▶ PROMPT
Continue the Visions of Seaside book review from its last sentence.
begin QUOTED TEXT
Book Review: Visions of Seaside

A new anthology tells the story of Seaside like we've never heard it before–on its own terms.

7 minute read

January 21, 2014, 4:00 PM PST

By Vinayak Bharne

Seaside Entrance

M.Fitzsimmons / Wikimedia Commons

Seaside has become familiar enough to be taken for granted. Whether as the over-revered epicenter of New Urbanists, or the target of superficial criticism for their opposition, most of us like to think we know enough about this Florida new town to make an opinion. And while we do, here comes a book that tells its story like we’ve never heard it before.

The 608-page anthology Visions of Seaside, created by Dhiru Thadani with more than 75 contributors, could only have come from someone as intimately familiar with Seaside’s past and present, as acutely aware of its contentious perception within the larger profession today as the author. Thadani, a recognized New Urbanist, and creator of another lengthy recent volume–The Language of Towns and Cities: A Visual Dictionary–has followed the Seaside story from the very beginning: As a faculty member at the Catholic University of America, he was the first to have directed his students to make a hypothetical fully-built model of the town, long before the world knew of Seaside or New Urbanism. This was the beginning of an enduring two-decade-long scholarly obsession with this place–and this is what enables him to offer a refreshing and savvy presentation of a well-worn premise.

But my opinions of Seaside, New Urbanism or Thadani aside, the reason I like this volume is because it presents its subject on its own terms–without competing with anyone, without being preachy, without exaggerating that Seaside is the greatest thing to have happened on earth and without wasting time considering whether or not Seaside is a real town. I like this book because it simply takes what is factual about Seaside, and unapologetically celebrates it. This is a book that reminds us that Seaside was not born through the wave of a magic wand, but through an ordinary, imperfect, iterative process that kept adapting along the way. That it made numerous compromises just like any other development, even as it continued to aspire to the highest ideals of real-estate, design and community. That this enlightened vision has had many more authors than Robert Davis, Andres Duany and Elizabeth Plater-Zyberk. That seen through the educational and intellectual efforts of the Seaside Institute and the Seaside Prize it is today a lot more than a town. That it is, in fact, a phenomenon in flux, whose identity is continually emerging through plural visions and ideas all framed by a bigger noble agenda.
end QUOTED TEXT
begin RECORD LIST
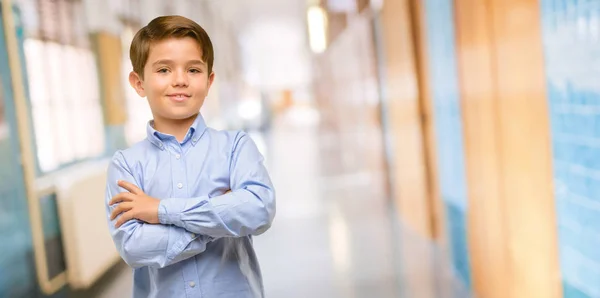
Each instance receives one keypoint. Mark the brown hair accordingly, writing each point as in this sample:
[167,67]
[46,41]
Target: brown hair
[165,27]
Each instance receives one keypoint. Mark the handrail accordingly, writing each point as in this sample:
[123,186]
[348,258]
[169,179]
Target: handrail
[47,285]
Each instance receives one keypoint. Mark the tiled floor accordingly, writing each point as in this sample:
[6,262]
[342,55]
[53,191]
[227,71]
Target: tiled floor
[334,234]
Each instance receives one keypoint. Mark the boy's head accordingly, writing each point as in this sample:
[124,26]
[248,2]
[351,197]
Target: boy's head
[172,60]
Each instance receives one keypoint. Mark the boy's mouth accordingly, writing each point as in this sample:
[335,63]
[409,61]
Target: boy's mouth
[179,97]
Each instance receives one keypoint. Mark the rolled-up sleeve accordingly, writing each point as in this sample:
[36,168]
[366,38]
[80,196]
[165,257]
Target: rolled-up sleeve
[249,209]
[141,244]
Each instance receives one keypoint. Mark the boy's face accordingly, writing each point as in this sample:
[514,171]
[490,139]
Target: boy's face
[176,80]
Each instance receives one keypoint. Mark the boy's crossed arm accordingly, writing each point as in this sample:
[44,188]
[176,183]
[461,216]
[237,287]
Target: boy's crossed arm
[247,210]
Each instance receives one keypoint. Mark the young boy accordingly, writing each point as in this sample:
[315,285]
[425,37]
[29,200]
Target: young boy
[184,203]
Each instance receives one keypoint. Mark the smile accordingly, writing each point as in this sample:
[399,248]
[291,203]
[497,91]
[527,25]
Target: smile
[178,96]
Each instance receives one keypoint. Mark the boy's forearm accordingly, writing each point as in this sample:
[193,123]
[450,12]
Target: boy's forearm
[243,212]
[154,245]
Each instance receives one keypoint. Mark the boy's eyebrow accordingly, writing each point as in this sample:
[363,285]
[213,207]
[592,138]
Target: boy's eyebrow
[170,62]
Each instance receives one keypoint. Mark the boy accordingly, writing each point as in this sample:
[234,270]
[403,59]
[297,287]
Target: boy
[193,196]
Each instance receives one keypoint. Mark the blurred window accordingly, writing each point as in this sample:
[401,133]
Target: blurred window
[63,84]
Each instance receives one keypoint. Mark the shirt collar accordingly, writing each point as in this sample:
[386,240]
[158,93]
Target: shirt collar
[194,133]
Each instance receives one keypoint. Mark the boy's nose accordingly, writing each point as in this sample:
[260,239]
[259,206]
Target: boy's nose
[180,79]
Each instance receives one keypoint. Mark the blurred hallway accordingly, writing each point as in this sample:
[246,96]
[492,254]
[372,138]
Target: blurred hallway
[335,234]
[419,149]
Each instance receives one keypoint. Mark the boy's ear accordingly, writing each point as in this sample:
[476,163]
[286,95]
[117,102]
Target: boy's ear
[211,78]
[136,82]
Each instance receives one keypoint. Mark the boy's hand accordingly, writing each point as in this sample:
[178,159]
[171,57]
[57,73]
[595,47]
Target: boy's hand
[134,204]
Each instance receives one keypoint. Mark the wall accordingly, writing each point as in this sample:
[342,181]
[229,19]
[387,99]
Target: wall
[570,35]
[443,84]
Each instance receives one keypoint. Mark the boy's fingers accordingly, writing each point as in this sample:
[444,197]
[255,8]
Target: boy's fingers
[122,197]
[132,188]
[127,216]
[120,209]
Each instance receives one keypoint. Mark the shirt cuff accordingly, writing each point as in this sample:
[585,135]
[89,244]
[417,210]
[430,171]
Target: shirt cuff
[169,213]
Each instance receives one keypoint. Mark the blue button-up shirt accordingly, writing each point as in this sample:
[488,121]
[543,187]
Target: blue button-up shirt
[203,244]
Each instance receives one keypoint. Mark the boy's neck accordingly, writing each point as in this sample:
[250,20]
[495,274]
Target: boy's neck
[175,127]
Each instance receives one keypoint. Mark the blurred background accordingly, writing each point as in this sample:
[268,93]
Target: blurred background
[419,148]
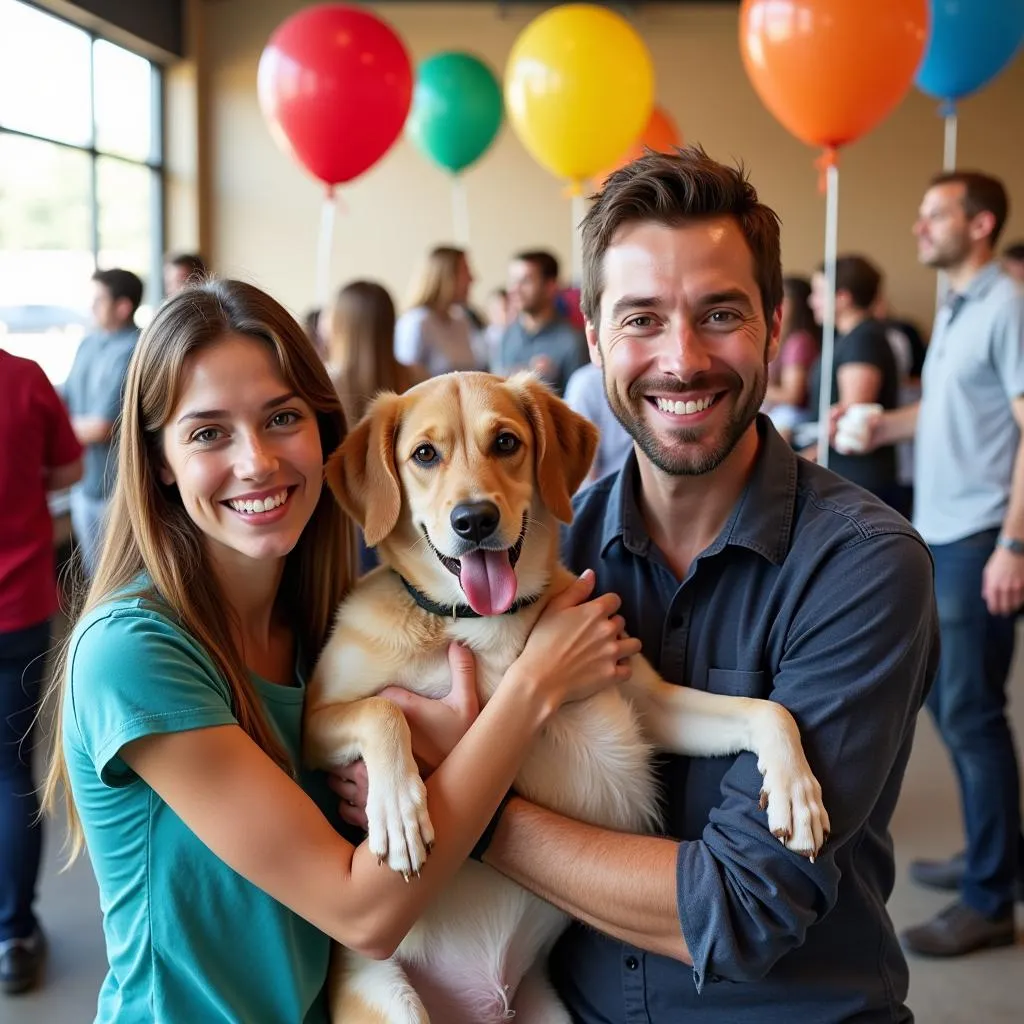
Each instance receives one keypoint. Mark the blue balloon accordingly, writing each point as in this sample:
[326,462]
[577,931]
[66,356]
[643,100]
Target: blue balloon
[971,42]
end RECORD LIST
▶ EXERCISE RESPONSE
Seaside Before and After (aerial photo by Alex MacLean)

Aerial View of the central square (photo by Jack Gardner)

“The Complete Seaside” as I like to call this book more casually, has an expansive five-part structure: Foundation opens up with 19 insightful essays by numerous individuals who have known this place intimately in various capacities, be it Robert Cambell’s “Personal Thoughts About Seaside,” Isaac Stein’s “Growing Up in Seaside,” Robert A.M. Stern’s larger contextualization of Seaside as an exemplary “Invented Town,” or Andres Duany’s “Ground Zero of New Urbanism” that candidly summarizes the movement’s contemporary condition in a manner only he can. For me the most interesting aspects of this section, however, are its less-known quips and anecdotes–who knew that a young Duany caught the attention of Robert Davis, when Peter Eisenman during a public lecture retorted this former architecture student in response to a provocative question? Who knew that Rem Koolhas in 1984 had not failed to notice Seaside as “a time-bomb among us?” Or that it was Leon Krier who solidified the change in design direction Seaside would take?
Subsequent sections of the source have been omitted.